(Records)
------------------------------------------------------------
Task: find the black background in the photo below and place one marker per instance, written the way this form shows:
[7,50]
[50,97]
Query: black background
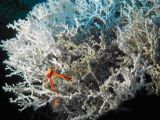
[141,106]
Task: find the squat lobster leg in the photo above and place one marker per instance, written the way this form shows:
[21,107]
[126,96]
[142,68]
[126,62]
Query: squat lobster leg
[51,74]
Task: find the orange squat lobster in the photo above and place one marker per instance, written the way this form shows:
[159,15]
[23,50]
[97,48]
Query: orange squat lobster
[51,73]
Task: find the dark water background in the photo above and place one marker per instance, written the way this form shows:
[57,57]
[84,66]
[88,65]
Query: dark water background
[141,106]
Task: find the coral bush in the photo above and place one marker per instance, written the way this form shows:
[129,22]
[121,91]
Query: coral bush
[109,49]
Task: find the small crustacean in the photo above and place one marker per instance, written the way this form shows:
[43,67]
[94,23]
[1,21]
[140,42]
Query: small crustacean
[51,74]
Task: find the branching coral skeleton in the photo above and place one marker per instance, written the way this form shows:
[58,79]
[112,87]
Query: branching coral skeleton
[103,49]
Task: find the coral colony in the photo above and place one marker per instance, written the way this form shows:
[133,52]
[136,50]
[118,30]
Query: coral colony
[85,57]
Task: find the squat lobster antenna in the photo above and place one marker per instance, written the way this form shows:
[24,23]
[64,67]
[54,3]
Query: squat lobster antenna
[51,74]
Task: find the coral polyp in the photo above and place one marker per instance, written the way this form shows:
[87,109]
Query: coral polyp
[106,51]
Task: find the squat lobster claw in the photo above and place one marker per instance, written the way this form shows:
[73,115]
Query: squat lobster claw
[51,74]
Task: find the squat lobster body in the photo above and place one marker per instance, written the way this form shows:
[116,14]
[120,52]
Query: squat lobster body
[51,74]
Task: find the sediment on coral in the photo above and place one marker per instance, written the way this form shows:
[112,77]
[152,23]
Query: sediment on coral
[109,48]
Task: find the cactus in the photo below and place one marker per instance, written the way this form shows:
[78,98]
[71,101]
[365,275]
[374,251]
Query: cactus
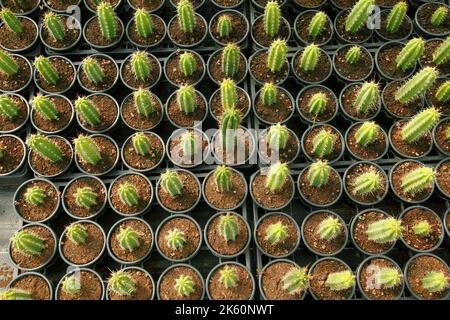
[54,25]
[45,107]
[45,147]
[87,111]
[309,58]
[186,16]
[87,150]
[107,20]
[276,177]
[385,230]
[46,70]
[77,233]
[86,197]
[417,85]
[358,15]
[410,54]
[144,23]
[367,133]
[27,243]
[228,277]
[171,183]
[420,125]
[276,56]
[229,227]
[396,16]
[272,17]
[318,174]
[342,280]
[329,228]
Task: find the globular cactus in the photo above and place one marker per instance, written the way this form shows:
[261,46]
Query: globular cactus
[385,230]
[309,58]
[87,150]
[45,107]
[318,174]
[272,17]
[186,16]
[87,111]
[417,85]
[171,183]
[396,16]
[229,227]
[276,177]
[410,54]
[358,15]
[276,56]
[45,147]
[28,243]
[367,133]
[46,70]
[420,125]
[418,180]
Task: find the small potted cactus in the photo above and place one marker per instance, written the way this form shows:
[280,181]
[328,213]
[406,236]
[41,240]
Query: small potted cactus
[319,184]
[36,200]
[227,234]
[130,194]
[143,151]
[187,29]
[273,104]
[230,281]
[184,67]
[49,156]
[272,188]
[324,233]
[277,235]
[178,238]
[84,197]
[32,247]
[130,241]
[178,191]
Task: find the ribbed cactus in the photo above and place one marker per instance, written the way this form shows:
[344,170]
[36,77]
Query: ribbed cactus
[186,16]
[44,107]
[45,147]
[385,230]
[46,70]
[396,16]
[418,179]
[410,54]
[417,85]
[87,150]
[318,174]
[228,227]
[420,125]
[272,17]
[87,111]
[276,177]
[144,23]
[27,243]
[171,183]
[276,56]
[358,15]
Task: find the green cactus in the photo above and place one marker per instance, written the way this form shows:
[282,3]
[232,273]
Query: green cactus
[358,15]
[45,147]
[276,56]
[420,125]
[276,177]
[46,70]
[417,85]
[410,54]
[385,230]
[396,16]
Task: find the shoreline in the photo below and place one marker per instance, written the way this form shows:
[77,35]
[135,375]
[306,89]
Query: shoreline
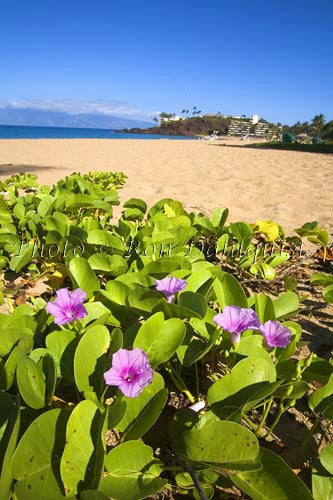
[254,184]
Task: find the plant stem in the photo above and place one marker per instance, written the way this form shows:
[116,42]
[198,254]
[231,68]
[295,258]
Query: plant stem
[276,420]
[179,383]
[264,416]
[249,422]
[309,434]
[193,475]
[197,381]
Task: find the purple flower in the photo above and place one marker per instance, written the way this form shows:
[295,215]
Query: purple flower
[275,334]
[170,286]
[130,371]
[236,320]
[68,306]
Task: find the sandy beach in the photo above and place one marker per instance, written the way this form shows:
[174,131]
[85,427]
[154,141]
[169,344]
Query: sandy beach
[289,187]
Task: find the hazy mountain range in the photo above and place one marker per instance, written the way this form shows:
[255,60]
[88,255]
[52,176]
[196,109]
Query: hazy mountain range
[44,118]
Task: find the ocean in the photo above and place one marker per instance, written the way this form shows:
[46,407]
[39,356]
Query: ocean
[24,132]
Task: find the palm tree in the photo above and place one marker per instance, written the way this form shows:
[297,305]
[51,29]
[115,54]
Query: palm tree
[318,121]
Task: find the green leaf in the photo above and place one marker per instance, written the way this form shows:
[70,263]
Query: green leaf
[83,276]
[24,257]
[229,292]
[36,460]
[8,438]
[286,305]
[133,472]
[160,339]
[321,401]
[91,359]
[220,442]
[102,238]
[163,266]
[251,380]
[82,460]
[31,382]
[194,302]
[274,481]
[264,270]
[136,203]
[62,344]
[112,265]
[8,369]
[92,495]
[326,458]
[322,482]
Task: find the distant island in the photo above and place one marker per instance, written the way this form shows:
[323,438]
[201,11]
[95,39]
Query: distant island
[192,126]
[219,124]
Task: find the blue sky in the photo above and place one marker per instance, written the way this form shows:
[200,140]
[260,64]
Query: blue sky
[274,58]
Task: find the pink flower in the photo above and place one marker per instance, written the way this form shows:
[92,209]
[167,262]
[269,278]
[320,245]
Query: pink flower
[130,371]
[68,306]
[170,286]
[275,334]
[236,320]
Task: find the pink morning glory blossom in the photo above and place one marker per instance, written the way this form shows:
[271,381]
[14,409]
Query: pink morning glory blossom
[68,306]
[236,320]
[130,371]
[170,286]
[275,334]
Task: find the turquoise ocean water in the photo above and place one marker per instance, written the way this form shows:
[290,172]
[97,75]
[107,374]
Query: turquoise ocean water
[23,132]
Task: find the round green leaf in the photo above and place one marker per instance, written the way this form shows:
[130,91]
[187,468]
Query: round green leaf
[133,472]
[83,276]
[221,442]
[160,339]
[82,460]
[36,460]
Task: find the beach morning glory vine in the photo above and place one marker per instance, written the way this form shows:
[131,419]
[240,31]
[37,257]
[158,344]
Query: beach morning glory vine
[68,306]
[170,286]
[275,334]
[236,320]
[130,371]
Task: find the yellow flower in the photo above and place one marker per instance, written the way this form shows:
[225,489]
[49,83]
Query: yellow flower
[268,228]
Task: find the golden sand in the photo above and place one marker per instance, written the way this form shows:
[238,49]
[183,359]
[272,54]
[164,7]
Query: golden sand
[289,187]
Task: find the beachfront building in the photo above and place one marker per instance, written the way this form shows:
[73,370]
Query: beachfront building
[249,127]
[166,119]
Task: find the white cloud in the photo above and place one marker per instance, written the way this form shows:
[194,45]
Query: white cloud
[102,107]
------------------------------------------------------------
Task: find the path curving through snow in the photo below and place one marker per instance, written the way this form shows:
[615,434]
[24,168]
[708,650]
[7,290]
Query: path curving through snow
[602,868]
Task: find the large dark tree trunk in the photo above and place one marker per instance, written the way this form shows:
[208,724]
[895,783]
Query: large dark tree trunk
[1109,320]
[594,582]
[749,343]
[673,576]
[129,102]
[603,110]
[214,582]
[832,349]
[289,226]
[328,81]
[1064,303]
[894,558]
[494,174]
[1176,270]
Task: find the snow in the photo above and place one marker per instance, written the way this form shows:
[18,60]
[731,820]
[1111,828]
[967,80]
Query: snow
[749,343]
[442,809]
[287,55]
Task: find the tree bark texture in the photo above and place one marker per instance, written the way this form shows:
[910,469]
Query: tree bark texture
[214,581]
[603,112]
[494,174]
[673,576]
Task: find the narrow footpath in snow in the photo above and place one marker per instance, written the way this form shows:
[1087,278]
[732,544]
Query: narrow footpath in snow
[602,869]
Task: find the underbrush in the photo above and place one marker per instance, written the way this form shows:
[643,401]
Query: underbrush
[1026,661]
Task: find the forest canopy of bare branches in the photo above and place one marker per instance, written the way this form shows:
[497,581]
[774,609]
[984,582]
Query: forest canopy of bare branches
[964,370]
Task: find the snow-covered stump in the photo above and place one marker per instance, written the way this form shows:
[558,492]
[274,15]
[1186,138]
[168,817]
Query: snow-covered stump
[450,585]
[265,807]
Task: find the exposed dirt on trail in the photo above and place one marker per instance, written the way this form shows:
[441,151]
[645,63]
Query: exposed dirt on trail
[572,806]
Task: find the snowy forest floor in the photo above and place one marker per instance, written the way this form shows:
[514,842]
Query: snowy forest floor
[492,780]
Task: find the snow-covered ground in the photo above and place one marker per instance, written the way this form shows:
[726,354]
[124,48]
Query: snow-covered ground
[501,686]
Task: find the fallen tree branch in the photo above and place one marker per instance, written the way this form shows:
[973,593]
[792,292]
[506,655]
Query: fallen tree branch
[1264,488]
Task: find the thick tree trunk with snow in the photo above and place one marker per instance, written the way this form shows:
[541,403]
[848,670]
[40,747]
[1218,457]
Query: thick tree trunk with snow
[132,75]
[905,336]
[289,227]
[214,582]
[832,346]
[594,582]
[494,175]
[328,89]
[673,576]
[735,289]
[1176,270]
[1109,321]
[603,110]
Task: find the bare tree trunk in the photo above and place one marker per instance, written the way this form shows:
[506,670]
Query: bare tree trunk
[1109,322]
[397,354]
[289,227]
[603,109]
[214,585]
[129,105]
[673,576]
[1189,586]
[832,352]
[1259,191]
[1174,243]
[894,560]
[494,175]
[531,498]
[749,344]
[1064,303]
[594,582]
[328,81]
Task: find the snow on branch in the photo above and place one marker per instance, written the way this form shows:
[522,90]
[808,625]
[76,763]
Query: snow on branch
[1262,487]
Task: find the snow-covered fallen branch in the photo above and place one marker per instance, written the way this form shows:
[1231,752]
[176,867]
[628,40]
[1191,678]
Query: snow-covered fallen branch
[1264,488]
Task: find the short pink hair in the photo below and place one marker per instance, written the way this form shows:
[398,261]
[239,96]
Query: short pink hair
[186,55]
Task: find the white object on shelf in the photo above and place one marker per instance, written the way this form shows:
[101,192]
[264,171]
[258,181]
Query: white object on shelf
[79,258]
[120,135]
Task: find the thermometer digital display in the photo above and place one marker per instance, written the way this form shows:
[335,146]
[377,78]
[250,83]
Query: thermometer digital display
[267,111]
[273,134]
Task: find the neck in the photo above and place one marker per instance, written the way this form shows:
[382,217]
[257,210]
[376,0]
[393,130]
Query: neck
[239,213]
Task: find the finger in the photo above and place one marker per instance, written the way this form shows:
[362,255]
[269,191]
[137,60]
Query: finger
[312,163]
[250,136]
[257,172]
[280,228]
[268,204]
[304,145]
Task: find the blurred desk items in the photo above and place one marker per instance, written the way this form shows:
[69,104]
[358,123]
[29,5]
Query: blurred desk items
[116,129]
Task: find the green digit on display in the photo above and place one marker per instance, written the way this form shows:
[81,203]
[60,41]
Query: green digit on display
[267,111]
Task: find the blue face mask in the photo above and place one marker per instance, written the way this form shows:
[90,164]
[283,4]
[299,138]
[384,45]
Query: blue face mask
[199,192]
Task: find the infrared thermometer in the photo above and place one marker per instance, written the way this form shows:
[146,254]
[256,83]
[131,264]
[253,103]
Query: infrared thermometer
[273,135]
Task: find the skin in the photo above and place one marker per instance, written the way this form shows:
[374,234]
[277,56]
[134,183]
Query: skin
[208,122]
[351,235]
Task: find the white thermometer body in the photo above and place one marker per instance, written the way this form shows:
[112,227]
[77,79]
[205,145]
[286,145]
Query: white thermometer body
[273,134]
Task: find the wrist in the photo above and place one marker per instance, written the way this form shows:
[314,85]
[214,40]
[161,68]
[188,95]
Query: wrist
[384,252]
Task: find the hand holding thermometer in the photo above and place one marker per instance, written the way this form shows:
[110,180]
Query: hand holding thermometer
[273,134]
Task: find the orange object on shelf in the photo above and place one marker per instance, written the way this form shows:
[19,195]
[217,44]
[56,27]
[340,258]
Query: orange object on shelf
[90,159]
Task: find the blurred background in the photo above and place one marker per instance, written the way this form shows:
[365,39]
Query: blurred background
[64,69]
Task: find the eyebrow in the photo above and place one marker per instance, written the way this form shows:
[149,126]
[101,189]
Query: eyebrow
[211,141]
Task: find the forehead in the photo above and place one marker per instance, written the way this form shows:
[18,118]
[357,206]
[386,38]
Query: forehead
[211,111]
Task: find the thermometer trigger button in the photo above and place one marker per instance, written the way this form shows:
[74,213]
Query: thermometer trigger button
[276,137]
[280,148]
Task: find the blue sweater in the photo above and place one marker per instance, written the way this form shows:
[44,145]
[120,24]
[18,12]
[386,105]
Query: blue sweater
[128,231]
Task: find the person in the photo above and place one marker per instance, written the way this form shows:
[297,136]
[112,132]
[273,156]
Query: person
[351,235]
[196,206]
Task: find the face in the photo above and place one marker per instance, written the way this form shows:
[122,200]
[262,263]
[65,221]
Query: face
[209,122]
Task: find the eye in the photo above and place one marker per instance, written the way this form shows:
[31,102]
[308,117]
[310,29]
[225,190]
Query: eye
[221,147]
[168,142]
------------------------------------------------------------
Exercise: Gather and copy out every line in the rows above that contains the string "body". Case counts.

The completed task:
Task: find the squat lobster body in the photo above and place one marker per instance, written the way this form shows:
Query: squat lobster body
Task: find the white thermometer body in the photo above and place one marker per instance, written the way this form shows:
Query: white thermometer body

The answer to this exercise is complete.